*** Opening of TEXT BLOCK ***

Sally, a young woman, shifted nervously as she confessed to my wife, Mary K., who was discipling her, her scary question about the Bible. It was about Deuteronomy, chapter 22.
Vv28-29 seem to describe a shotgun wedding:
28 “If a man meets a virgin who is not betrothed, and seizes her and lies with her, and they are found, 29 then the man who lay with her shall give to the father of the young woman fifty shekels of silver, and she shall be his wife, because he has violated her. He may not divorce her all his days.
Sally’s question was a good one: Is a raped girl forced to marry her abuser by this Old Testament law?
I’ve noticed that you can read many Old Testament law passages in light of ancient Near Eastern customs to make the law out to be saying something that sounds harmful, or you can read them in light of the other statements in the Pentateuch and the burden of other laws to mean something very different. Because the Mosaic code of law is necessarily incomplete, your reading very much depends upon the attitude and presuppositions you bring to the text.

*** Close of TEXT BLOCK ***
*** Opening of ENTRIES PROVIDED ***

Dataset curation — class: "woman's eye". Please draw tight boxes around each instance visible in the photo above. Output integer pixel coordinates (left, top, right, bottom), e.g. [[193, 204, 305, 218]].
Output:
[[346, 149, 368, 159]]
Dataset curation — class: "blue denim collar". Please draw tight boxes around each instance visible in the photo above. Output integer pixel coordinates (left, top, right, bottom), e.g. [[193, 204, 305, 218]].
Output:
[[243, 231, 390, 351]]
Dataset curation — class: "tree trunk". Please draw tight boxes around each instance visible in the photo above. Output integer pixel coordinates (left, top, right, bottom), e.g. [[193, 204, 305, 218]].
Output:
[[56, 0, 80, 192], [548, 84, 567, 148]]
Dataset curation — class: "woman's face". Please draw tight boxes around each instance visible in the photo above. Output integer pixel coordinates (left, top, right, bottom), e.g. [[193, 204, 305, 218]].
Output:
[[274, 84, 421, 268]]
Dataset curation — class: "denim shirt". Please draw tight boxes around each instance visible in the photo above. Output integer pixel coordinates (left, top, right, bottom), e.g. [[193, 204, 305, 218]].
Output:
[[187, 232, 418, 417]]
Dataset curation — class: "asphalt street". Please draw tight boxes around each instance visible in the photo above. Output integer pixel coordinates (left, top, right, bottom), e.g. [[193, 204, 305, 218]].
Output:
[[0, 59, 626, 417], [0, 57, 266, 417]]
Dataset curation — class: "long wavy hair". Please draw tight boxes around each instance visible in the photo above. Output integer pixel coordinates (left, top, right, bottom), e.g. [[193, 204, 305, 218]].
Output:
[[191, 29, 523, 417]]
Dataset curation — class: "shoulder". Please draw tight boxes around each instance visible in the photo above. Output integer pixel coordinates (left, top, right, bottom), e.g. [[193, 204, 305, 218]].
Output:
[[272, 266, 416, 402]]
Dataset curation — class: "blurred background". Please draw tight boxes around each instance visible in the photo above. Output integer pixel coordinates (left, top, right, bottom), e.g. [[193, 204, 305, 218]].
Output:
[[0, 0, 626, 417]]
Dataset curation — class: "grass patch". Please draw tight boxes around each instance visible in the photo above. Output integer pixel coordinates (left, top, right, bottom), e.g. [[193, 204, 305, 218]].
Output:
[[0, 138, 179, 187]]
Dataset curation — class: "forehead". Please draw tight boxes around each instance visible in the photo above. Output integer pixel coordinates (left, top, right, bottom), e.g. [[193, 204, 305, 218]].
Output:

*** Close of ENTRIES PROVIDED ***

DIRECTIONS:
Return, verbatim, the portion of the passage on Deuteronomy 22 from "Vv28-29 seem to" up to and including "to the text.".

RESPONSE TO THIS EXERCISE:
Vv28-29 seem to describe a shotgun wedding:
28 “If a man meets a virgin who is not betrothed, and seizes her and lies with her, and they are found, 29 then the man who lay with her shall give to the father of the young woman fifty shekels of silver, and she shall be his wife, because he has violated her. He may not divorce her all his days.
Sally’s question was a good one: Is a raped girl forced to marry her abuser by this Old Testament law?
I’ve noticed that you can read many Old Testament law passages in light of ancient Near Eastern customs to make the law out to be saying something that sounds harmful, or you can read them in light of the other statements in the Pentateuch and the burden of other laws to mean something very different. Because the Mosaic code of law is necessarily incomplete, your reading very much depends upon the attitude and presuppositions you bring to the text.